Once the pictures are removed, return each record below exactly as written.

Provided information Block Start

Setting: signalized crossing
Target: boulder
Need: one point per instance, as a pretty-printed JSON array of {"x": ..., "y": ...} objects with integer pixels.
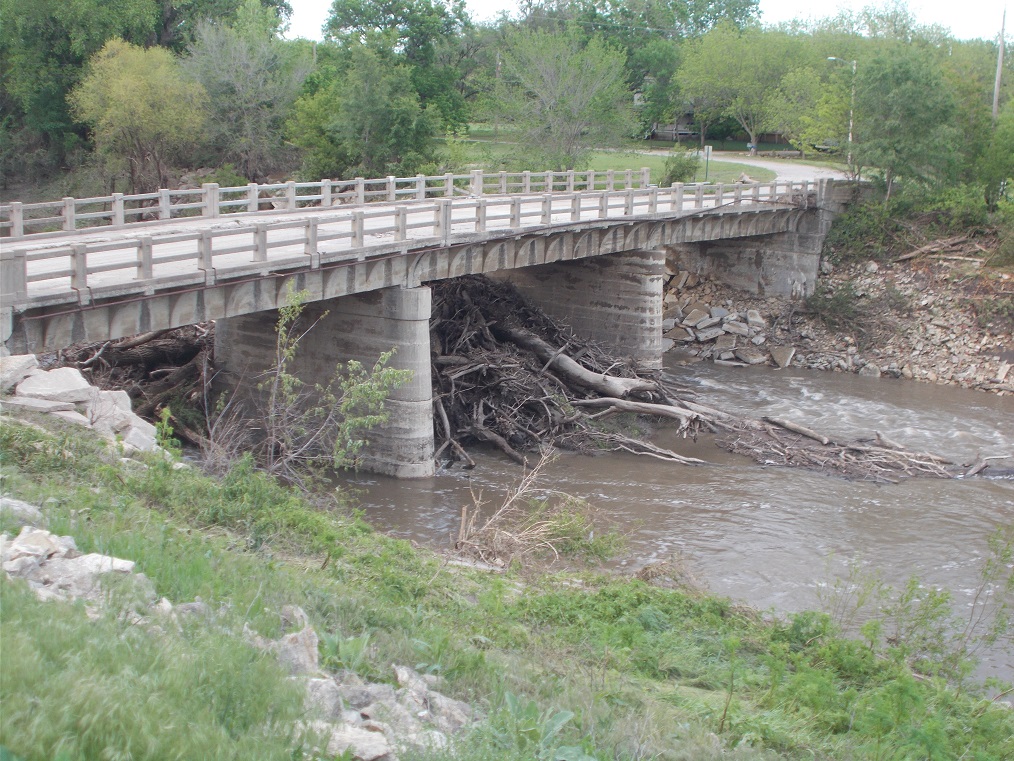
[
  {"x": 61, "y": 385},
  {"x": 14, "y": 368}
]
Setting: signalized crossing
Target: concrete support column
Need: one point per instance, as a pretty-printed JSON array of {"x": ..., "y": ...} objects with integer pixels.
[
  {"x": 359, "y": 327},
  {"x": 613, "y": 299}
]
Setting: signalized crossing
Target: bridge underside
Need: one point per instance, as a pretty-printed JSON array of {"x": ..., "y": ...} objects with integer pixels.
[{"x": 605, "y": 281}]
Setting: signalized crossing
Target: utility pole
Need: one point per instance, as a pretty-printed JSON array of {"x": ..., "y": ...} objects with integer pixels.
[{"x": 1000, "y": 69}]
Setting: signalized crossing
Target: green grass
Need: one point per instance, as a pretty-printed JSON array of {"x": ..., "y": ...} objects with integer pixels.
[{"x": 608, "y": 667}]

Provided information Block End

Answer:
Setting: signalized crossing
Target: boulder
Need: one point per instance, as a pretty-printed JSON array of {"x": ..., "y": ...} objects with integer pixels.
[
  {"x": 61, "y": 385},
  {"x": 14, "y": 368}
]
Setting: signalized crossing
Target: concrete support column
Need: one point per instance, as a pretty-printed JSON array of {"x": ..., "y": ...} objects with integer pixels.
[
  {"x": 359, "y": 327},
  {"x": 613, "y": 299}
]
Setting: signalized crossing
Target: bridge underside
Need: one point per instance, as a pretty-printed JSON array of {"x": ..., "y": ...} objects with integer pixels.
[{"x": 605, "y": 281}]
Setting: signalized crossing
Target: utility pole
Need: one point per instance, as a pretty-printed JSON array of {"x": ..., "y": ...} objects with integer pixels.
[{"x": 1000, "y": 69}]
Setting: signalized crossing
Target: green grass
Need: one point per instance, as a pretty-printed JSON array of {"x": ..., "y": ...} objects with integer pixels.
[{"x": 608, "y": 667}]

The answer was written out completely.